• [About this exercise]: Print every entry exactly as written and exclude all images.

.....

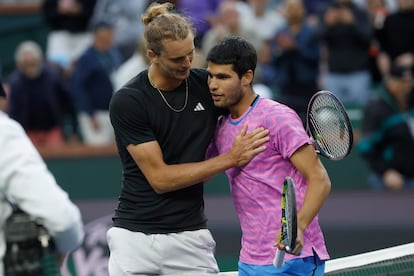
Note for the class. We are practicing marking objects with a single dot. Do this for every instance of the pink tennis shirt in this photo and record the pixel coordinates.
(256, 188)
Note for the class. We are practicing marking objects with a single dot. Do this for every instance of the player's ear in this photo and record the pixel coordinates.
(152, 56)
(247, 78)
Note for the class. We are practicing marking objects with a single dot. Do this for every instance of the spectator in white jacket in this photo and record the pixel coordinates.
(26, 181)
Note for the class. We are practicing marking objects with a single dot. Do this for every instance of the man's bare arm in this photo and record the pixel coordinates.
(166, 178)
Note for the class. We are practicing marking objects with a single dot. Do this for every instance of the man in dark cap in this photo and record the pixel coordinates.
(387, 142)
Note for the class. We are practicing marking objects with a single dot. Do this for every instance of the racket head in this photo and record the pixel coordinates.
(328, 124)
(289, 215)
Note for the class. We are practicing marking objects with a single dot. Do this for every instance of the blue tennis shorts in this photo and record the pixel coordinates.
(300, 267)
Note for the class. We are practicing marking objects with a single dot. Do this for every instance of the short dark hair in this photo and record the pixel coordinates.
(235, 51)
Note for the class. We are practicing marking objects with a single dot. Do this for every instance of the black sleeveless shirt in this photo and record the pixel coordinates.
(138, 115)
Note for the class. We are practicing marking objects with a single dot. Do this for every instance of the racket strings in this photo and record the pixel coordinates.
(331, 132)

.....

• [Output for this task]:
Note for the class. We are practicing marking objects with a single dot. Do this for every instance of the pink tennis shirt in this photo and record the pixel coordinates.
(256, 188)
Note for the class. We are practicing marking objects with a single dot. Do this for every instance of the player's ear in this photo and record the pixel coordinates.
(152, 56)
(247, 78)
Note for the class. We are practicing marking objects with a single dot. Do this for every instance of the spectator in white jacket in this photo and record the pixel coordinates.
(26, 181)
Note for the class. We are practicing marking objects with a single dot. Do this for every instance of the man's bare arm in this photo and record the pixel coordinates.
(166, 178)
Note for the class. We are practicing marking objects with a single dot. Do this for every instance of the man in dark cap in this photo and record the pixel coordinates.
(387, 142)
Note for the class. We are practicing marking objects with a single dot. Do this for every instance of the racket head in this photo and record the pixel coordinates.
(328, 124)
(289, 215)
Note for the class. We are practicing marking objects with a single dot. Do this for every instance of the blue tennis shorts in this photo and record the pixel coordinates.
(300, 267)
Note for the class. We are practicing marking objects with a single dot. Do this for every instance of the short dark hair in this photo and record the pixel coordinates.
(235, 51)
Note for the class. We are practicing marking objects with a single dot. Do this for every instance of the black sleeveless shirt in this photo and record the pixel coordinates.
(138, 115)
Note for the class. We are practicing marking objects with a single dot. Do this for every instance of the racket strings in this photo and record the pixel coordinates.
(331, 132)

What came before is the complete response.